◆ **Job**: Rewrite the part of the passage on destroyer life that opens with the words "Serving aboard a" and closes with "the Hollywood veneer.", putting "ships" in place of "vessels".

◆ **Selected text**:
Content starts

Serving aboard a destroyer is considered in naval circles as serving in the “real navy.” With a crew of over 300 confined within the small dimensions of the ship, life can be entertaining, amazing, and frightening at the same time. Short clips of destroyers in film, television, and recruiting videos paint a pretty rosy life aboard the small but robust vessels, but they leave out some vital details. Here are ten facts of life aboard a destroyer (or any small surface combatant) revealed after peeling back the Hollywood veneer.

Content ends

[Collected data entries]
Content starts

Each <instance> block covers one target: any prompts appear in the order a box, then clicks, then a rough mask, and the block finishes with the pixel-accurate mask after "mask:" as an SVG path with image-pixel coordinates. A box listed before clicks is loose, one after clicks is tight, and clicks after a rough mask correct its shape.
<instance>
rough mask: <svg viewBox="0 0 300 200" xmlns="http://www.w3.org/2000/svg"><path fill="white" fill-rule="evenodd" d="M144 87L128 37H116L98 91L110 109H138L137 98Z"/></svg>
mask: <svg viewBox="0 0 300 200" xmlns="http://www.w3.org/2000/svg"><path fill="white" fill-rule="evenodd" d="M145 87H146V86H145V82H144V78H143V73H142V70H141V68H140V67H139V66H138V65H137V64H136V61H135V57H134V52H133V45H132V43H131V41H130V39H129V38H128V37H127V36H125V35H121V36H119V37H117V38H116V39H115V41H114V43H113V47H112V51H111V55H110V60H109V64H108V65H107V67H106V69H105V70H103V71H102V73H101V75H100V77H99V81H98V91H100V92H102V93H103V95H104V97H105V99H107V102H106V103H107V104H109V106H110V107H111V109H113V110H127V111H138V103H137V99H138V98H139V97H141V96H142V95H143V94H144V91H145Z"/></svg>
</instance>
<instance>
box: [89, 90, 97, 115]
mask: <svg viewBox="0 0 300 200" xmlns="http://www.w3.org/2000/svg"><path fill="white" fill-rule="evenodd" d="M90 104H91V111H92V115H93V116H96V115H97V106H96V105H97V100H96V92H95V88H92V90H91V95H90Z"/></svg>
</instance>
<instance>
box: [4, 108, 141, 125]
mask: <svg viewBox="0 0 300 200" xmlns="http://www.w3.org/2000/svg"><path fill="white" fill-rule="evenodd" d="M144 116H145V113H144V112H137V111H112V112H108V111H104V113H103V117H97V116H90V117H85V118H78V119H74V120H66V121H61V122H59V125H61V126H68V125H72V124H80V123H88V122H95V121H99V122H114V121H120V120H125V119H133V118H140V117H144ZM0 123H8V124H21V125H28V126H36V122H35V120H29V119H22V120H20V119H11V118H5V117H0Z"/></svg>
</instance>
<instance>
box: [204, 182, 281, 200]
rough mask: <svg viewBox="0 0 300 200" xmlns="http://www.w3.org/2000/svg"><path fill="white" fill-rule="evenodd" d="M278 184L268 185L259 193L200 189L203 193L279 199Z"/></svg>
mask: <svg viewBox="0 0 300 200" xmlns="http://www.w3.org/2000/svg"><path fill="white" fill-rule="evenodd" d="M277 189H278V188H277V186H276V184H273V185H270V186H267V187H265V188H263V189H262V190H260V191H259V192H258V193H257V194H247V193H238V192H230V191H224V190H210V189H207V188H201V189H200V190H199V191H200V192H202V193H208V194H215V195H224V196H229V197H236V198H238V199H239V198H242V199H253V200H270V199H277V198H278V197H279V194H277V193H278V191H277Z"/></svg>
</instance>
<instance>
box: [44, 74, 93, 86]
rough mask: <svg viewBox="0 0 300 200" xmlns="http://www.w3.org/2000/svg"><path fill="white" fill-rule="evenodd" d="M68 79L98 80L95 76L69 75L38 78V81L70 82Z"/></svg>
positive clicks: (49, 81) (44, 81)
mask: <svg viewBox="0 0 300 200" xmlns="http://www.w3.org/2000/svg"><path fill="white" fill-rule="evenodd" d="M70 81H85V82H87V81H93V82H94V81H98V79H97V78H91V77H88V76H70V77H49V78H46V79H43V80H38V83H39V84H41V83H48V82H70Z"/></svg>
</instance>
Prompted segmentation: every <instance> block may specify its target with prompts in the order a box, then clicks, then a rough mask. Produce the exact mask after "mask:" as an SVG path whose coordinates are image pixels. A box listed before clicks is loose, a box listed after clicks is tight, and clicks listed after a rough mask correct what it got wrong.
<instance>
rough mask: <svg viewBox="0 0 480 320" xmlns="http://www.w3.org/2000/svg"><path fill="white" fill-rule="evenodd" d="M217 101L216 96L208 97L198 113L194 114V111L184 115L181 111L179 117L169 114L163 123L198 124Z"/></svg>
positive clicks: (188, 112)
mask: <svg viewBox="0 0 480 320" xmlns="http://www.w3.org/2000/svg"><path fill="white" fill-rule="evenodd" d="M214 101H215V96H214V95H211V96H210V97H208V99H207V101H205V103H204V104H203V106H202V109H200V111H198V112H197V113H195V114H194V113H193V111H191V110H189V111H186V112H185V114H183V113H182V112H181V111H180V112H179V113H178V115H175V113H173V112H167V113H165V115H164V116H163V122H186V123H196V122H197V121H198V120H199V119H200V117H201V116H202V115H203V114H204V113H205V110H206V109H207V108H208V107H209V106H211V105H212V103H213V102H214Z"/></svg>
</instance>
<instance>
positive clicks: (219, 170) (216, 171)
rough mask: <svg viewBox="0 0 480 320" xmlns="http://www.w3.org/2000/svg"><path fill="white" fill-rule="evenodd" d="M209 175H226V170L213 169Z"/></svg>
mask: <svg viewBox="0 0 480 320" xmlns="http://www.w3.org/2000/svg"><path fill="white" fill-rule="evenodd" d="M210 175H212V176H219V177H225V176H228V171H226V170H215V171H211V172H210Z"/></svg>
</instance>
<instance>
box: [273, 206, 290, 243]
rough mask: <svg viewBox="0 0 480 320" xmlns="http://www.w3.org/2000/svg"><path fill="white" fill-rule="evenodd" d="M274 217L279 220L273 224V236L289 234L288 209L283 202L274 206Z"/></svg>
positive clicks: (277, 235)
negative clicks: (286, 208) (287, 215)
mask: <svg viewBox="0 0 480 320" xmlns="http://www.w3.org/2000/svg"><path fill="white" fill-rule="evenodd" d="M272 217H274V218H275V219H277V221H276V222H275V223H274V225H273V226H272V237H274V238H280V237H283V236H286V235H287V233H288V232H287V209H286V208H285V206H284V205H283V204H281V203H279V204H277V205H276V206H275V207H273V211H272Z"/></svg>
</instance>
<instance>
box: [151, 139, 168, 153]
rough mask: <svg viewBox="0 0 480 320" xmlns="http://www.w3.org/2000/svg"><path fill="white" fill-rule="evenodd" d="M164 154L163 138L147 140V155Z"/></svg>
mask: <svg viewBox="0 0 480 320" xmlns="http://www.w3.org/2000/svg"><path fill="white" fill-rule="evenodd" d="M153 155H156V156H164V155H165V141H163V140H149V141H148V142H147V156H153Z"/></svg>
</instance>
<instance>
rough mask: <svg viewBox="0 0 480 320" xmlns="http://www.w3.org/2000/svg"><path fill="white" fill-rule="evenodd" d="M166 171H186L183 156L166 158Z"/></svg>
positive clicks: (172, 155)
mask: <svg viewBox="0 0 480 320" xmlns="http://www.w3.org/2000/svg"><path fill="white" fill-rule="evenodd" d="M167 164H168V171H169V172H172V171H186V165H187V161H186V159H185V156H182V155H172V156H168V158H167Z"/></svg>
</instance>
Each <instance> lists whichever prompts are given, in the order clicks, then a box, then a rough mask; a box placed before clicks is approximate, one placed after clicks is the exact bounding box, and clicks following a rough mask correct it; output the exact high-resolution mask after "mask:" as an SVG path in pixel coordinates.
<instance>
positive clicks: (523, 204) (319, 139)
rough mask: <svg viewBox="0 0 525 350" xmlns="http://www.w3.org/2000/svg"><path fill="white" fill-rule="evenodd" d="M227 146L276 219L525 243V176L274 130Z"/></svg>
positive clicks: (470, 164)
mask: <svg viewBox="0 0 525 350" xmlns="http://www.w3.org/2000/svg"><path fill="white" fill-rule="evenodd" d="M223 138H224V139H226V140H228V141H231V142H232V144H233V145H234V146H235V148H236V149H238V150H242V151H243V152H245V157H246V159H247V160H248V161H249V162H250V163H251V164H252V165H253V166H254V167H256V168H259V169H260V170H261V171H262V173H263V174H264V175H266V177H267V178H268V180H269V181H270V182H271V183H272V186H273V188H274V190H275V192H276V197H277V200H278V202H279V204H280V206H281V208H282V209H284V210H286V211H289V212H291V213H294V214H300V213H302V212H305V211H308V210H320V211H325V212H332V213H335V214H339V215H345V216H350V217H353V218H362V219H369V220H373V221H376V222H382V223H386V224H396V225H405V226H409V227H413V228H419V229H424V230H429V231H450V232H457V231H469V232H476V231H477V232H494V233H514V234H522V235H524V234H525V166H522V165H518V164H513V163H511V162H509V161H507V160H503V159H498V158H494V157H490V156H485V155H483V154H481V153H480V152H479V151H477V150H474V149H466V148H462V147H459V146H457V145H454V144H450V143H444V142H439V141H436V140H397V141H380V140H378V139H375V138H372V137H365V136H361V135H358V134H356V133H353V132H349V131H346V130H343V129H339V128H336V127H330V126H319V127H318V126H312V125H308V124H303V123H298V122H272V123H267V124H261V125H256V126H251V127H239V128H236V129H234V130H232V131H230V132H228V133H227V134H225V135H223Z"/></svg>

Content ends

◆ **Output of the task**:
Serving aboard a destroyer is considered in naval circles as serving in the “real navy.” With a crew of over 300 confined within the small dimensions of the ship, life can be entertaining, amazing, and frightening at the same time. Short clips of destroyers in film, television, and recruiting videos paint a pretty rosy life aboard the small but robust ships, but they leave out some vital details. Here are ten facts of life aboard a destroyer (or any small surface combatant) revealed after peeling back the Hollywood veneer.